Convert the lines below into a Markdown table with a Row column for the row number and a Line column for the text, skipping any blank lines. Leave the pictures out of the table.

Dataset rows
--- start ---

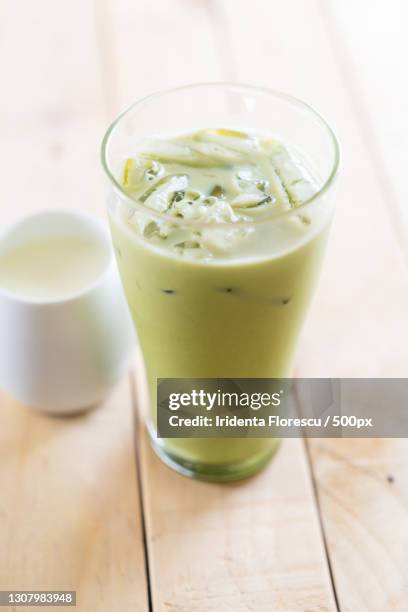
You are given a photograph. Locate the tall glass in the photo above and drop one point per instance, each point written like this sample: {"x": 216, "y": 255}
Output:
{"x": 228, "y": 317}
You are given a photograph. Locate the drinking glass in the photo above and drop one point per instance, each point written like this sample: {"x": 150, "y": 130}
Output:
{"x": 230, "y": 316}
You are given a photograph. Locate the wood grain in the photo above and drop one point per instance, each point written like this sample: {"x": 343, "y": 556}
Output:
{"x": 254, "y": 546}
{"x": 358, "y": 324}
{"x": 69, "y": 504}
{"x": 70, "y": 514}
{"x": 70, "y": 517}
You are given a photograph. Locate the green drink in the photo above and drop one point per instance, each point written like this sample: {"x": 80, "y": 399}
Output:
{"x": 219, "y": 257}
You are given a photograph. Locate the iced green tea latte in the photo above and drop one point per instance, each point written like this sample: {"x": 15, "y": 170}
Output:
{"x": 219, "y": 259}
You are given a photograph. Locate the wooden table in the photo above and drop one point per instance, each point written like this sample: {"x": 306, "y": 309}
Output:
{"x": 84, "y": 504}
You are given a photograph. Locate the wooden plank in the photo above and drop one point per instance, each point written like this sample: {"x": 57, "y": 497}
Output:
{"x": 374, "y": 66}
{"x": 363, "y": 293}
{"x": 70, "y": 514}
{"x": 250, "y": 546}
{"x": 362, "y": 488}
{"x": 70, "y": 518}
{"x": 358, "y": 324}
{"x": 52, "y": 109}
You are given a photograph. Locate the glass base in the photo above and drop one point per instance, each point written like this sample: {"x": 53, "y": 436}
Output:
{"x": 214, "y": 472}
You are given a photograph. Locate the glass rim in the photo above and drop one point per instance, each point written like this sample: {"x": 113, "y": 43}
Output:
{"x": 227, "y": 85}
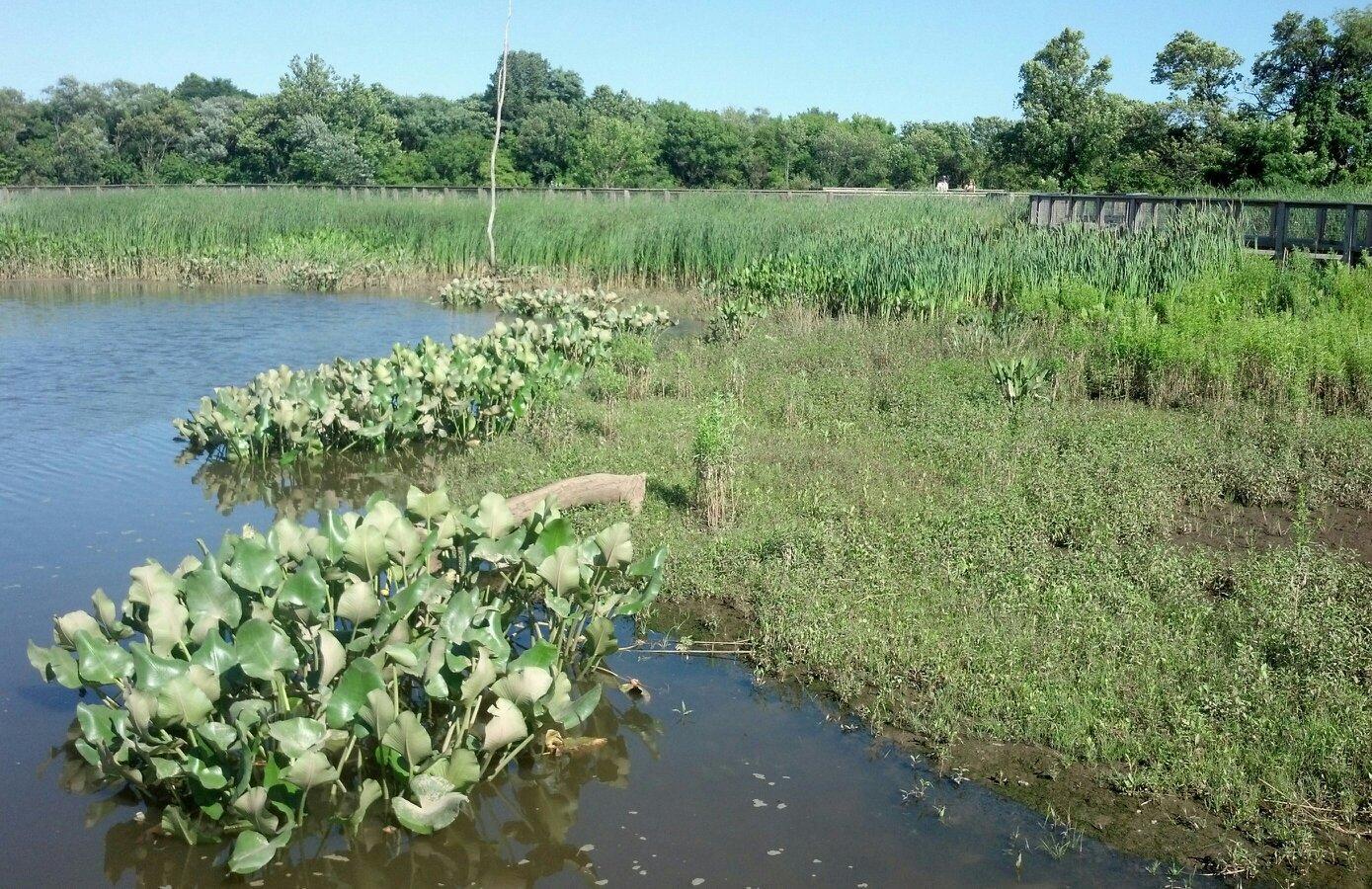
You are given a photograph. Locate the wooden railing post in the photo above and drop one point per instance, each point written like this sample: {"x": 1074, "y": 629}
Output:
{"x": 1279, "y": 219}
{"x": 1350, "y": 232}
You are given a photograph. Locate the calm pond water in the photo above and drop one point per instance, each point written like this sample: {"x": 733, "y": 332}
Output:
{"x": 755, "y": 785}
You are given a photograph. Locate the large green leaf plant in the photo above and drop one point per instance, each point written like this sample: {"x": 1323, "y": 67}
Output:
{"x": 394, "y": 659}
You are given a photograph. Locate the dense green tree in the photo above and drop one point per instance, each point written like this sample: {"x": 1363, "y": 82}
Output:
{"x": 698, "y": 148}
{"x": 1201, "y": 73}
{"x": 616, "y": 152}
{"x": 320, "y": 126}
{"x": 81, "y": 152}
{"x": 195, "y": 88}
{"x": 545, "y": 145}
{"x": 1071, "y": 122}
{"x": 1322, "y": 76}
{"x": 528, "y": 81}
{"x": 1309, "y": 122}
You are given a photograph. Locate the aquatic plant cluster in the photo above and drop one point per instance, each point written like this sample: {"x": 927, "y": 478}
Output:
{"x": 471, "y": 292}
{"x": 398, "y": 656}
{"x": 856, "y": 256}
{"x": 589, "y": 306}
{"x": 465, "y": 391}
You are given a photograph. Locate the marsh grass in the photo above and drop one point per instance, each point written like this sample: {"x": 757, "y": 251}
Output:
{"x": 852, "y": 256}
{"x": 896, "y": 539}
{"x": 715, "y": 450}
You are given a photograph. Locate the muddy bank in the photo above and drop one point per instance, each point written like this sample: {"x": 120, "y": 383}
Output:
{"x": 1235, "y": 527}
{"x": 1178, "y": 833}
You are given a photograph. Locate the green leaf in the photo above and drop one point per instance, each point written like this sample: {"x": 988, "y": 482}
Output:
{"x": 362, "y": 678}
{"x": 582, "y": 708}
{"x": 556, "y": 533}
{"x": 150, "y": 671}
{"x": 651, "y": 564}
{"x": 409, "y": 737}
{"x": 296, "y": 737}
{"x": 55, "y": 663}
{"x": 525, "y": 687}
{"x": 507, "y": 726}
{"x": 219, "y": 736}
{"x": 182, "y": 701}
{"x": 69, "y": 624}
{"x": 461, "y": 610}
{"x": 494, "y": 516}
{"x": 369, "y": 793}
{"x": 311, "y": 769}
{"x": 359, "y": 603}
{"x": 262, "y": 649}
{"x": 305, "y": 589}
{"x": 105, "y": 609}
{"x": 483, "y": 674}
{"x": 208, "y": 776}
{"x": 600, "y": 634}
{"x": 332, "y": 657}
{"x": 166, "y": 621}
{"x": 253, "y": 850}
{"x": 427, "y": 507}
{"x": 147, "y": 579}
{"x": 254, "y": 565}
{"x": 365, "y": 550}
{"x": 561, "y": 570}
{"x": 437, "y": 804}
{"x": 542, "y": 653}
{"x": 102, "y": 662}
{"x": 335, "y": 529}
{"x": 462, "y": 768}
{"x": 176, "y": 824}
{"x": 614, "y": 545}
{"x": 254, "y": 803}
{"x": 214, "y": 655}
{"x": 210, "y": 600}
{"x": 96, "y": 723}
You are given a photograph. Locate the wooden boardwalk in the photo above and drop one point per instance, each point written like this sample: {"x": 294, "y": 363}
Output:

--- end ---

# [CORRECT ANSWER]
| Row | Line |
|---|---|
| 1 | You are given a photograph. Locate the tall glass in the photo above and drop one point per instance, each point written like this sample: {"x": 216, "y": 255} |
| 2 | Output: |
| 3 | {"x": 228, "y": 317} |
| 4 | You are given a photograph. Locate the drinking glass in the photo above and drop one point per instance, each point written like this sample: {"x": 150, "y": 130} |
| 5 | Output: |
| 6 | {"x": 230, "y": 316} |
| 7 | You are given a photograph. Locate the wood grain in the photo above and drop one point per instance, each point written like this sample: {"x": 343, "y": 556} |
| 8 | Output: |
| 9 | {"x": 254, "y": 546} |
| 10 | {"x": 358, "y": 324} |
| 11 | {"x": 69, "y": 504} |
| 12 | {"x": 70, "y": 514} |
| 13 | {"x": 70, "y": 517} |
| 14 | You are given a photograph. Locate the green drink in the photo above and drop one point per instance, each point written like this sample: {"x": 80, "y": 399} |
| 15 | Output: |
| 16 | {"x": 219, "y": 257} |
| 17 | You are given a photograph. Locate the iced green tea latte in the photo above and drop one point per instance, each point written like this sample: {"x": 15, "y": 170} |
| 18 | Output: |
| 19 | {"x": 219, "y": 259} |
| 20 | You are given a photograph. Locate the wooden table in the photo above and drop one point per instance, each point written like this sample: {"x": 306, "y": 309} |
| 21 | Output: |
| 22 | {"x": 84, "y": 504} |
| 23 | You are given a photograph. Locate the wooden plank in the photo above and drop one point per instance, each point written like this sample: {"x": 57, "y": 497} |
| 24 | Output: |
| 25 | {"x": 374, "y": 66} |
| 26 | {"x": 363, "y": 293} |
| 27 | {"x": 70, "y": 514} |
| 28 | {"x": 250, "y": 546} |
| 29 | {"x": 362, "y": 488} |
| 30 | {"x": 70, "y": 518} |
| 31 | {"x": 358, "y": 324} |
| 32 | {"x": 52, "y": 109} |
| 33 | You are given a photograph. Locate the glass base in the photo above and drop one point per instance, each point written like this sample: {"x": 53, "y": 436} |
| 34 | Output: |
| 35 | {"x": 214, "y": 472} |
| 36 | You are given a photograph. Locate the glass rim in the photo above and drop one point per instance, each point written like this sample: {"x": 113, "y": 43} |
| 37 | Output: |
| 38 | {"x": 227, "y": 85} |
| 39 | You are given a photograph. Locate the wooden railing post in the photo above and drop one point per instance, each point written like this sample: {"x": 1074, "y": 629} |
| 40 | Output: |
| 41 | {"x": 1279, "y": 219} |
| 42 | {"x": 1350, "y": 232} |
| 43 | You are given a photograph. Locate the calm pond water in the photo above and drop one point per instance, each point written like this sample: {"x": 733, "y": 332} |
| 44 | Output: |
| 45 | {"x": 755, "y": 785} |
| 46 | You are given a photograph. Locate the large green leaf plant in the photo above and drop one point per instance, each point written like this sample: {"x": 1323, "y": 67} |
| 47 | Output: |
| 48 | {"x": 394, "y": 659} |
| 49 | You are given a photograph. Locate the dense green tree in the photo above and drop one point per instance, each point written like this sample: {"x": 1363, "y": 82} |
| 50 | Output: |
| 51 | {"x": 698, "y": 148} |
| 52 | {"x": 1201, "y": 73} |
| 53 | {"x": 616, "y": 152} |
| 54 | {"x": 320, "y": 126} |
| 55 | {"x": 81, "y": 152} |
| 56 | {"x": 195, "y": 88} |
| 57 | {"x": 545, "y": 145} |
| 58 | {"x": 1071, "y": 122} |
| 59 | {"x": 1322, "y": 76} |
| 60 | {"x": 528, "y": 81} |
| 61 | {"x": 1309, "y": 122} |
| 62 | You are given a photograph. Locate the aquatic plant cluster in the photo above and drop one point per instance, each point written like this sample: {"x": 927, "y": 478} |
| 63 | Output: |
| 64 | {"x": 471, "y": 292} |
| 65 | {"x": 398, "y": 656} |
| 66 | {"x": 856, "y": 256} |
| 67 | {"x": 589, "y": 306} |
| 68 | {"x": 465, "y": 391} |
| 69 | You are given a photograph. Locate the marsh grass in the photo above and drop one point per instance, each point written like this sample: {"x": 757, "y": 251} |
| 70 | Output: |
| 71 | {"x": 852, "y": 256} |
| 72 | {"x": 896, "y": 539} |
| 73 | {"x": 715, "y": 450} |
| 74 | You are given a photograph. Locate the muddy bank in the photo above and drop one point per instance, each point written like this sample: {"x": 120, "y": 383} |
| 75 | Output: |
| 76 | {"x": 1235, "y": 527} |
| 77 | {"x": 1178, "y": 833} |
| 78 | You are given a photograph. Locate the green leaf in the photo above and drop one point per instance, each point written like this sample: {"x": 988, "y": 482} |
| 79 | Output: |
| 80 | {"x": 362, "y": 678} |
| 81 | {"x": 582, "y": 708} |
| 82 | {"x": 556, "y": 533} |
| 83 | {"x": 150, "y": 671} |
| 84 | {"x": 651, "y": 564} |
| 85 | {"x": 409, "y": 737} |
| 86 | {"x": 296, "y": 737} |
| 87 | {"x": 55, "y": 663} |
| 88 | {"x": 525, "y": 687} |
| 89 | {"x": 507, "y": 726} |
| 90 | {"x": 219, "y": 736} |
| 91 | {"x": 182, "y": 701} |
| 92 | {"x": 69, "y": 624} |
| 93 | {"x": 461, "y": 610} |
| 94 | {"x": 494, "y": 516} |
| 95 | {"x": 369, "y": 793} |
| 96 | {"x": 311, "y": 769} |
| 97 | {"x": 359, "y": 603} |
| 98 | {"x": 262, "y": 649} |
| 99 | {"x": 305, "y": 589} |
| 100 | {"x": 105, "y": 609} |
| 101 | {"x": 483, "y": 674} |
| 102 | {"x": 208, "y": 776} |
| 103 | {"x": 600, "y": 634} |
| 104 | {"x": 332, "y": 657} |
| 105 | {"x": 166, "y": 621} |
| 106 | {"x": 253, "y": 850} |
| 107 | {"x": 427, "y": 507} |
| 108 | {"x": 147, "y": 579} |
| 109 | {"x": 254, "y": 565} |
| 110 | {"x": 365, "y": 550} |
| 111 | {"x": 561, "y": 570} |
| 112 | {"x": 437, "y": 804} |
| 113 | {"x": 542, "y": 653} |
| 114 | {"x": 102, "y": 662} |
| 115 | {"x": 335, "y": 529} |
| 116 | {"x": 462, "y": 768} |
| 117 | {"x": 176, "y": 824} |
| 118 | {"x": 614, "y": 545} |
| 119 | {"x": 254, "y": 803} |
| 120 | {"x": 214, "y": 655} |
| 121 | {"x": 210, "y": 600} |
| 122 | {"x": 96, "y": 723} |
| 123 | You are given a photograph. Locate the wooden boardwalk in the photo above and drop one point per instance, each point written like this sample: {"x": 294, "y": 363} |
| 124 | Output: |